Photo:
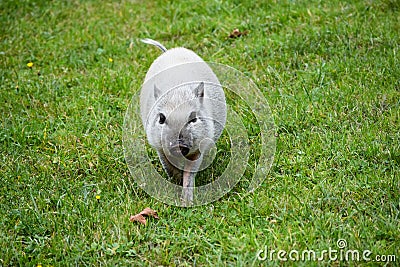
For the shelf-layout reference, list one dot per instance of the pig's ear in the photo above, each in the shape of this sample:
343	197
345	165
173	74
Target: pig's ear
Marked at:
199	90
157	92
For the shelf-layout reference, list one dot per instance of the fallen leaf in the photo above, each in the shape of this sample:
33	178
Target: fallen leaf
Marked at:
140	217
236	33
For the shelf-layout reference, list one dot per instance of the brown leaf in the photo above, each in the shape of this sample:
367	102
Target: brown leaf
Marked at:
236	33
140	217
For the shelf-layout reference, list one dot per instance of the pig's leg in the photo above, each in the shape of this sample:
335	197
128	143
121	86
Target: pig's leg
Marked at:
189	174
172	171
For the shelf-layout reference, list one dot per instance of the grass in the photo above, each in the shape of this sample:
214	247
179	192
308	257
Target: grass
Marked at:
329	69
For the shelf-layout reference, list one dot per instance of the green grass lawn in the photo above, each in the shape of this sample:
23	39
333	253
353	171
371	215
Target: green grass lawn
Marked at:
330	71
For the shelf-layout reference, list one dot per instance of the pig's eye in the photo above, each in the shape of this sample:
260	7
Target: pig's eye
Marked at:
162	118
192	117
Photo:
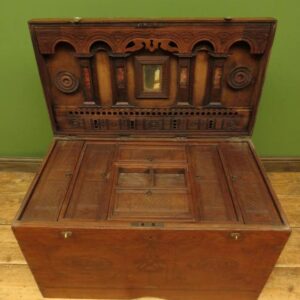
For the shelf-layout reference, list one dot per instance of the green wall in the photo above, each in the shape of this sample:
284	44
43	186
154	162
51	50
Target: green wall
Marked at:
24	124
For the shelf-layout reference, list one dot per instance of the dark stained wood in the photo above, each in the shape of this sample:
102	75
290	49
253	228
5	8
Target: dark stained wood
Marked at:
212	74
152	189
132	263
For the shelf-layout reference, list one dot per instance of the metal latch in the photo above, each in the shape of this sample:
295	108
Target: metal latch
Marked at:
147	224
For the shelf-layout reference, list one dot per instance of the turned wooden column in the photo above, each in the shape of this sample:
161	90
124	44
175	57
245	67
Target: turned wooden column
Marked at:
217	62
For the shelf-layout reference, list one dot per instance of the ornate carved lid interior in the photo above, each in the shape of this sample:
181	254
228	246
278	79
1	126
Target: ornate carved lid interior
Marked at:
152	77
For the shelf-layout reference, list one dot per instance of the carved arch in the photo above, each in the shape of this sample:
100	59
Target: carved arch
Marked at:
62	42
204	45
251	46
99	45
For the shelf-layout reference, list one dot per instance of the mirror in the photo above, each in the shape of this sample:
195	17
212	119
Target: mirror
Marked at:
152	78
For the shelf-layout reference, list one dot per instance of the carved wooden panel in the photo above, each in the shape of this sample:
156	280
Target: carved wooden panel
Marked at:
153	77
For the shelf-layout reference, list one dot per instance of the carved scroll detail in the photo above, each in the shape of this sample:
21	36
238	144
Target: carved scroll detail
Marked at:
239	78
66	82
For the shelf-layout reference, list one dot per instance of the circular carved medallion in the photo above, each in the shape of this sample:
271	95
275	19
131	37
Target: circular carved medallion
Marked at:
239	78
66	82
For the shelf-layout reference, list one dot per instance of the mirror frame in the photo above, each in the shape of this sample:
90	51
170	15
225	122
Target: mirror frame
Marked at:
140	61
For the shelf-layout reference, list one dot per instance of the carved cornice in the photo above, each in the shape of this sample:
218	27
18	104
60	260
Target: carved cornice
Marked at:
182	41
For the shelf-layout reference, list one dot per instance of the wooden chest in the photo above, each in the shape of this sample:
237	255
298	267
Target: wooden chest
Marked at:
152	186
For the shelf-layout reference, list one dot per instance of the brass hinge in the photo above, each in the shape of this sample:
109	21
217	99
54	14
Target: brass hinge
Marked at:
66	137
124	136
239	138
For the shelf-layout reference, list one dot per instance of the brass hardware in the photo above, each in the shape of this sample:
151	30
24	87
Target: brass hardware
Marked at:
234	178
149	193
235	235
66	234
76	20
147	224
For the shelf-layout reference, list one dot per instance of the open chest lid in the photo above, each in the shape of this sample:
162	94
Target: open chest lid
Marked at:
152	77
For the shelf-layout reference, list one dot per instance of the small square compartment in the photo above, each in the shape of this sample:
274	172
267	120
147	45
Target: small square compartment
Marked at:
172	178
134	177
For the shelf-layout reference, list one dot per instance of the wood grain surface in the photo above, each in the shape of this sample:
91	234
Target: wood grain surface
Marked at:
16	280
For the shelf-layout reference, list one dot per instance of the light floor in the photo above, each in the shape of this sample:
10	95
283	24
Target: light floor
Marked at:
16	281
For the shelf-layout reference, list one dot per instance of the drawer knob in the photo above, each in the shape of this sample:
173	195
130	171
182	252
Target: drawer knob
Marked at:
235	235
66	234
+++++
• _Travail demandé_
Recopiez mot pour mot toutes les lignes des items ci-dessus, sans reprendre les images dans votre réponse.

• _Bonne réponse_
Photo:
For the shelf-layout reference, list one dot per instance of the pig's ear in the photo above, each in the shape of this sample:
343	197
345	165
173	74
Target: pig's ear
Marked at:
199	90
157	92
For the shelf-layout reference, list one dot per instance of the fallen leaf in the photo above, each in the shape of this sample:
33	178
Target: fallen leaf
Marked at:
140	217
236	33
For the shelf-layout reference, list one dot per instance of the brown leaf in the photo above, each in the shape of this sample:
367	102
Target: brown leaf
Marked at:
236	33
140	217
For the shelf-layout reference, list one dot per instance of the pig's leg in the photo above, each in the shape of this sample:
335	197
128	143
121	86
Target: pig's leg
Marked at:
189	174
172	171
For the shelf-layout reference, list one dot per instance of the grass in the photo above, each in the shape of this sample:
214	247
179	192
308	257
Target: grass
Marked at:
329	69
For the shelf-layout reference, list one dot per instance of the green grass lawn in the photo above, each in the shape of this sample:
23	39
333	253
353	171
371	215
Target: green grass lawn
Marked at:
330	71
For the shelf-layout reference, list one dot per instance of the pig's eye in the photo above, each in the shape of this sample:
260	7
Target: pig's eye
Marked at:
162	118
192	117
Photo:
For the shelf-layout reference, list one dot per instance of the green wall in the photo above, each in the shape of this sample:
284	44
43	186
154	162
51	50
Target: green wall
Marked at:
24	124
For the shelf-layout reference, list one dot per instance of the dark stained wood in the photo above, each in the shape of this sample:
102	75
290	49
253	228
5	8
Target: dark stained wood
Marked at:
212	74
152	189
132	263
For the shelf-layout reference, list one dot per instance of the metal latch in the photo above, each in the shape of this sample:
295	108
Target: metal latch
Marked at:
147	224
For the shelf-layout reference, list one dot per instance of the turned wooden column in the photo above, each in the shape of this sample:
161	90
124	44
175	57
245	67
Target: turned wooden column
Marked at:
217	62
For the shelf-layout reference, list one dot per instance of the ornate carved lid interior in the photo above, each in the shape of this sample:
181	254
228	246
278	79
1	126
Target: ornate carved lid interior
Marked at:
152	77
For the shelf-layout reference, list one dot per instance of the carved arch in the photo above, each in the shape of this sample:
100	59
Target: carved arch
Marked at:
62	42
204	45
251	46
99	45
For the shelf-layout reference, list one dot per instance of the mirror in the photo above, each in the shape of this sample:
195	17
212	119
Target: mirror
Marked at:
152	78
For the shelf-layout reference, list one dot per instance of the carved wooden panel in the photo above, each in the shape of this sample:
156	280
Target: carved wooden panel
Marked at:
153	77
For the shelf-layout reference, list one dot per instance of the carved scroll detail in the photo above, each in the shape of this sample:
21	36
238	144
Target: carved scroll detail
Marked at:
239	78
66	82
For the shelf-layout reference, list one dot per instance of the circular carved medallion in the photo above, each in the shape of this sample:
271	95
275	19
131	37
Target: circular carved medallion
Marked at:
239	78
66	82
For the shelf-layout reference, list one dot per instance of the mirror frame in the photo above, each in the shape of this sample:
90	51
170	15
225	122
Target: mirror frame
Marked at:
140	61
For the shelf-layout reference, list one dot per instance of the carved cornice in the photo above, each in the shape of this sample:
218	27
18	104
60	260
Target: carved cornice
Marked at:
182	41
For the shelf-layout reference, list one dot per instance of the wooden chest in the photo above, each in the shape of this sample:
237	255
298	267
Target: wooden chest
Marked at:
152	186
For the shelf-layout reference, list one dot per instance of the brass hinge in the photo above, each in the shape of this sample:
109	21
217	99
54	14
Target: brass hinge
Marked at:
66	137
124	136
239	138
For the shelf-layout reference, list one dot per instance of the brass hardware in the photo above, each in the shape of this sample:
151	30
24	87
Target: brass hardware
Marked at:
234	178
149	193
235	235
66	234
76	20
147	224
For the shelf-layout reference, list one dot per instance of the open chest lid in the photo above, each in the shape of this sample:
162	94
Target: open chest lid
Marked at:
152	77
For the shelf-layout reference, list one dot per instance of the small square compartment in the photo above, each in the shape of this sample:
274	172
267	120
147	45
Target: small square compartment
Marked at:
172	178
134	177
For the shelf-layout reference, list one dot per instance of the wood grain surface in the photo above, each in the shape of this sample:
91	234
Target: wood grain surface
Marked at:
16	280
For the shelf-layout reference, list one dot per instance of the light floor in the photo above, each in the shape of this sample:
10	95
283	24
Target: light floor
Marked at:
16	281
For the shelf-layout reference, list one dot per instance of the drawer knob in the photo above, each in the shape of this sample:
173	195
130	171
182	252
Target: drawer knob
Marked at:
235	235
66	234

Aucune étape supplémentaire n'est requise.